** Provided text **
═══
The whole gang returns to the Bev Niner after a three-month winter break, and let's just say home sweet home is not all its cracked up to be. Naomi has gained one helluva tan yet lost any semblance of chemistry with Liam. They go on an ultra-romantic beach date to rekindle things now that Jen's out of the picture. Unfortunately, they realize that Jen wasn't their only stumbling block to happily ever after. They have absolutely nothing to say to each other. Luckily there are no crickets on the beach to punctuate this point. Naomi graciously (or Mean Girl-ishly, depending on how you look at it) tries to mend fences with Ivy, but I can tell you that Billabong-bedecked bitch is up to no good and will creep up in Liam's pants like a bad saltwater rash the minute Naomi turns her back. The opportunity doesn't arise just yet, though, as Naomi decides to take matters into her own hands, complete with a sexy flasher trench coat and a boathouse rendezvous. Fifteen minutes later, they're still at a loss for conversation.
For her part, Silver has gained some perspective on the whole Teddy-Dixon love triangle but loses all dignity when she admits she wants to give it a go with Dixon. Silver isn't privy to it, but Teddy is still hurt from seeing Dixon kiss her at Winter Wonderland. He confronts Dixon about it, only to have Dixon lie that he and Silver are discreetly getting back together. Teddy lashes out by stepping up his Playboy Prick act, leaving Silver hurt and confused. Dixon capitalizes on this vulnerability and asks Silver to give their relationship another go.
Jasper gains strength in the misery of others. He blackmails Annie into dating him still by threatening to report her murderous past to authorities. The good times include throwing rocks into the ocean and some run-of-the-mill peeping and molestation. And then there's Navid. Poor, stupid Navid. He hatches a plot to take Jasper down once and for all by planting some cocaine in his locker then tipping off the administration. Jasper didn't get to the top of the West Bev drug chain for nothing, though, and he pulls a reverse plant on Navid, ricocheting our witless informant into the hands of the authorities.
═══
** Problem set **
[A] Name every person mentioned in the recap paragraph that begins "Jasper gains strength in the misery of others."
[B] Copy out every line of the listing below, requests included, and offset each answer coordinate by -126.

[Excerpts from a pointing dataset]
═══
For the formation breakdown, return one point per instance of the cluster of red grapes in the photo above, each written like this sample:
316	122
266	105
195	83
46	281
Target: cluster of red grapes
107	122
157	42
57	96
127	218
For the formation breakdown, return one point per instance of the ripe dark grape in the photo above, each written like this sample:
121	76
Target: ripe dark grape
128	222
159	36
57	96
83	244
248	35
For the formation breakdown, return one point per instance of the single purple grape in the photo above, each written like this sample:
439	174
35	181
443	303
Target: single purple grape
═══
** Solutions to each task **
[A] Jasper, Annie, Navid

[B]
For the formation breakdown, return one point per instance of the cluster of red grapes in the photo above, each written like this sample:
316	122
266	105
195	83
46	281
Target: cluster of red grapes
-19	-4
31	-84
-69	-30
1	92
For the formation breakdown, return one point per instance of the ripe dark grape in the photo above, each written like this sample:
121	76
Target: ripe dark grape
2	96
33	-90
-69	-30
-43	118
122	-91
For the formation breakdown, return one point per instance of the single purple grape in the photo above, each written like this sample:
439	174
35	181
443	303
Target: single purple grape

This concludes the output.